— start of Stored rows —

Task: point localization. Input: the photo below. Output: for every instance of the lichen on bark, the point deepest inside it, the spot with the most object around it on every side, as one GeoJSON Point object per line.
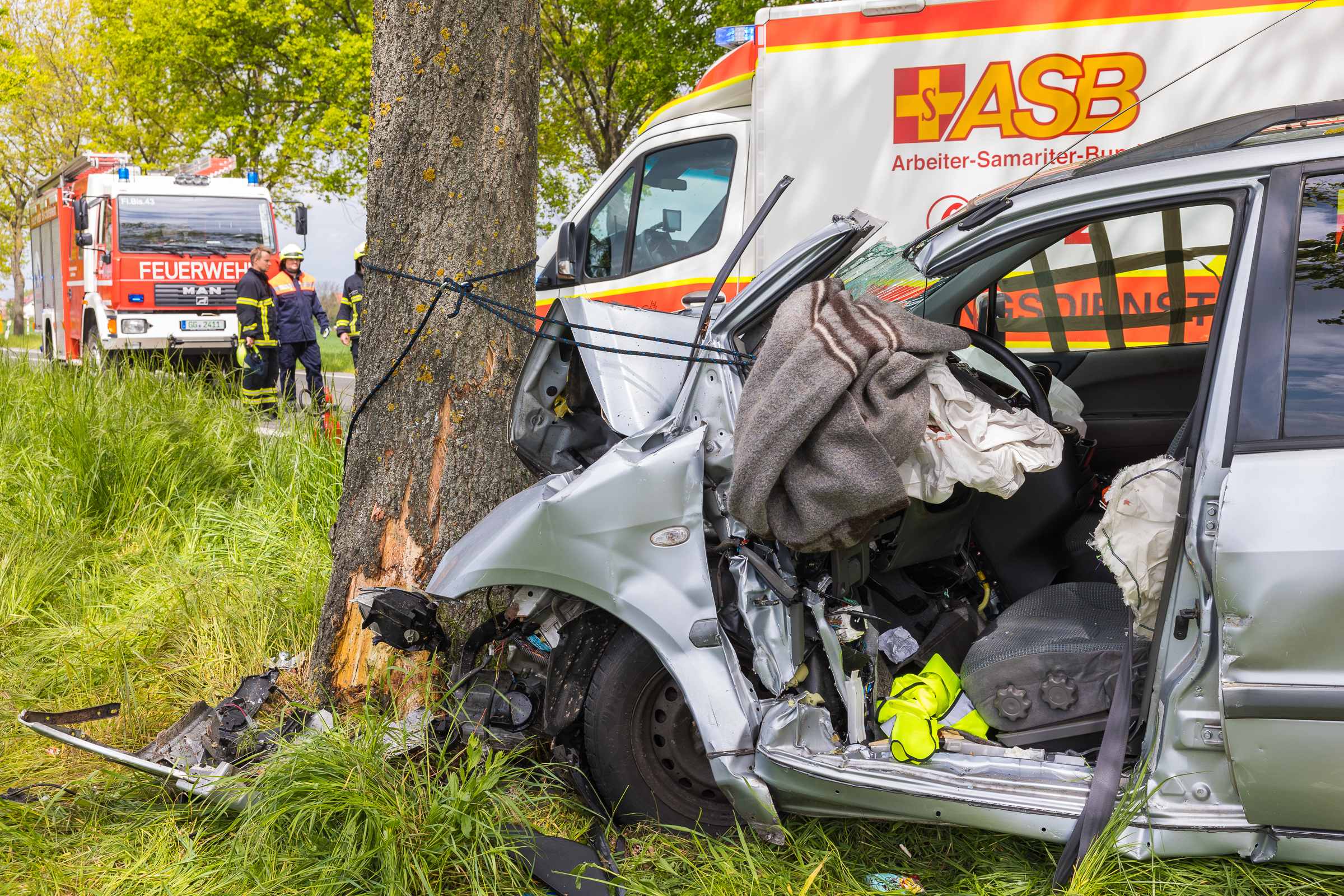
{"type": "Point", "coordinates": [452, 191]}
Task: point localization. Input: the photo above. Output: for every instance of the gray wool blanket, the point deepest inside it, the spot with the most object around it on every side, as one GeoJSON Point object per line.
{"type": "Point", "coordinates": [837, 401]}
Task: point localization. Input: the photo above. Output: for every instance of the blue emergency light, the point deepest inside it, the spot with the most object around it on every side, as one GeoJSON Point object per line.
{"type": "Point", "coordinates": [734, 36]}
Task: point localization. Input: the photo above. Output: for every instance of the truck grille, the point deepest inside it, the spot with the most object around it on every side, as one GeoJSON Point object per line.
{"type": "Point", "coordinates": [195, 295]}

— end of Stored rows —

• [Task to complete]
Rewrite the lines from the one containing "of the blue" through the last line, changing "deepest inside it" to "most central within it" and keeping everything else the same. Return only those lines.

• [Answer for this exercise]
Task: point localization. Input: the photo above. Output: for every instance of the blue emergency light, the point most central within it, the spot with the most object around it on every side, as one GeoJSON Point object per line.
{"type": "Point", "coordinates": [734, 36]}
Task: point localization. Input: the photo above. Output: for every instance of the truck grille, the point most central within it, the spot with the most object around it on every side, as one GeoJSON Point object per line.
{"type": "Point", "coordinates": [195, 295]}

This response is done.